In the material below, print every line exactly and omit the pictures.
===
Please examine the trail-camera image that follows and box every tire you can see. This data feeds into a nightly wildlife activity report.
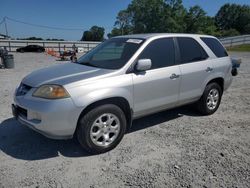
[77,104,127,154]
[196,82,222,115]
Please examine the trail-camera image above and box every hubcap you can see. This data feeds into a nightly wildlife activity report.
[206,88,219,110]
[90,113,120,147]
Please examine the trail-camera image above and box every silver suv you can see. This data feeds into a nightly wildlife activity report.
[12,34,235,153]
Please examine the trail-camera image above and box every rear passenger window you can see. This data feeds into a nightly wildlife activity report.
[139,38,175,69]
[201,37,228,57]
[177,37,208,64]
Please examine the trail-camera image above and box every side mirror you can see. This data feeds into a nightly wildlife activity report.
[135,59,152,71]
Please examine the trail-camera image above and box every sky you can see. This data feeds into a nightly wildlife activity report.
[0,0,249,40]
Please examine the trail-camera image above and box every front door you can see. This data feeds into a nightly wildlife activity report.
[132,37,181,117]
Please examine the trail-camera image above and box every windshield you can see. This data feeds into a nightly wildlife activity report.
[77,38,144,69]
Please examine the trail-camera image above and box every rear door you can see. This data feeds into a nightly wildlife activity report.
[176,37,213,104]
[132,37,181,117]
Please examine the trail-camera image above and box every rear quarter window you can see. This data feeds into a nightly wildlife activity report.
[200,37,228,58]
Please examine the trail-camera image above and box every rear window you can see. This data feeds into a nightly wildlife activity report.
[201,37,228,58]
[177,37,208,64]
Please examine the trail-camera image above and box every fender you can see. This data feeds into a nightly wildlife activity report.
[201,72,225,94]
[66,74,134,110]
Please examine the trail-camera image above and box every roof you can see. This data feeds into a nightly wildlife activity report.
[114,33,214,39]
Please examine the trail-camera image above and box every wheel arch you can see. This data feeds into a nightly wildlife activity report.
[206,77,224,92]
[75,97,133,136]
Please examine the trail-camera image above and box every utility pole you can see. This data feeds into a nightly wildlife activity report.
[4,17,9,37]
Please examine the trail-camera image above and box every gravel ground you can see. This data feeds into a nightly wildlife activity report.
[0,52,249,188]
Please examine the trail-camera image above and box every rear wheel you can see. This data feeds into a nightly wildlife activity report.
[77,104,127,154]
[196,82,222,115]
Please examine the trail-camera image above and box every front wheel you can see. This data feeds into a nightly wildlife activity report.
[196,82,222,115]
[77,104,127,154]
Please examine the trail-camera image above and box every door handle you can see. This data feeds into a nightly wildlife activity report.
[170,73,180,79]
[206,67,213,72]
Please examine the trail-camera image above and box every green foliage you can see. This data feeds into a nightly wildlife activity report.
[16,37,65,41]
[215,4,250,34]
[17,37,43,40]
[164,0,187,33]
[185,6,209,33]
[108,0,217,37]
[114,10,133,35]
[81,26,105,41]
[220,29,240,37]
[127,0,167,33]
[227,44,250,52]
[46,38,64,41]
[109,0,249,38]
[107,28,123,38]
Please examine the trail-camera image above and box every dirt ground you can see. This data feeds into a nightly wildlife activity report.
[0,52,249,188]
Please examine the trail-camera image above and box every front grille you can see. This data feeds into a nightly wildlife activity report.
[16,83,32,96]
[17,106,27,118]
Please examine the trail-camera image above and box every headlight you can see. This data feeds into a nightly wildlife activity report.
[33,85,70,99]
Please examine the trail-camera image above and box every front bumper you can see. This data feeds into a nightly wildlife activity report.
[13,93,83,140]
===
* _Output of the task_
Please examine the trail-camera image that follows and box every tire you can see. This data feeds into a nightly wildlife activity report.
[77,104,127,154]
[196,82,222,115]
Please examine the trail-camera image above and box every hubcap you can see. This data feeds into a nightly wildlife activity report.
[206,88,219,110]
[90,113,120,147]
Please examine the trail-camera image above and box every silver suv you can see. This data feeds into a nightly wildlife activity report.
[12,34,235,153]
Please examine the trail-camera image above and box every rear passenger window you can see. This data feeds into a nightly wildlife activity report.
[139,38,175,69]
[201,37,228,57]
[177,37,208,64]
Please examine the trail-camera image above and box every side mirror you can see. This data feeds into a nightly wildlife activity report.
[135,59,152,71]
Please examine the trail-camera image above and box every sky you can see. This data feeds into a nightly wildlife activity report.
[0,0,249,40]
Please examine the trail-camera image above and box every front door you can see. This data feeds into a nightly wildlife activity report.
[132,37,181,117]
Please examine the trail-camera image above and box every windshield you can see. This data feeds into a nightly wildlife activity report.
[77,38,144,69]
Please examine the trail-camera image above and box every rear door you can see. This data feeds into a nightly wildlife activity report.
[176,37,213,104]
[132,37,181,117]
Please examine the trail-camera image above and box every rear quarter window you can see. This data feeds into a nightly wildlife activity report.
[200,37,228,58]
Please examine the trail-camera image above and box every rear window you can see. This data feeds into a nightly wildlife activity report.
[201,37,228,58]
[177,37,208,64]
Please examine the trail-camera image above and box every fender you can see. This data feeds into a nightly wildlife activity report.
[201,72,225,94]
[66,74,134,110]
Please examine the trail-camera image above and box every roof you can see. This data feeds into a nightly wildlife activity report.
[114,33,214,39]
Please examine the trail-camera image above and box every wheel arch you can see. This data feeds into a nightly wildlife activity report.
[206,77,224,92]
[75,97,133,136]
Please examine the trail-camera image above and box every utility pole you can see. This data feeds into a nightly wildlife activity report.
[4,17,9,37]
Please examine the trail-camera image above and box every gravel ground you can see. This data feeds into a nightly wildlife activity report.
[0,52,249,188]
Please examine the trail-camera image above and box every rear wheel you can see. This data feeds into a nightly wildlife activity report.
[77,104,127,154]
[196,82,222,115]
Please examine the trail-camera image above and box every front wheel you can see. This data feeds into a nightly wildlife activity report.
[196,82,222,115]
[77,104,127,154]
Please examine the trail-camera image above and box every door handle you can see. This data feeds into a nightly wildlife activity report.
[170,73,180,79]
[206,67,213,72]
Please examine the trail-camera image above and box every green foliage you can see. This data feeds into a nightly wildlife activity report.
[16,37,65,41]
[215,4,250,34]
[17,37,43,40]
[164,0,187,33]
[185,6,209,33]
[108,0,217,37]
[114,10,133,35]
[81,26,105,41]
[220,29,240,37]
[127,0,167,33]
[227,44,250,52]
[46,38,64,41]
[109,0,249,38]
[107,28,123,38]
Please examine the trail-camera image above and box every dirt ground you can see. This data feeds into a nightly wildlife activity report.
[0,52,249,188]
Please examine the trail-camera image above and box every front grille you can see. This data feeds into a nightly wildlife activity report.
[16,83,32,96]
[17,106,27,118]
Please examine the trail-camera image above and box every headlight you can see. This data feeds into a nightly wildlife activity report.
[33,85,70,99]
Please examine the trail-camera image above and box every front bumper you can see. This data feeds into a nightly wildlife activity report.
[13,93,83,140]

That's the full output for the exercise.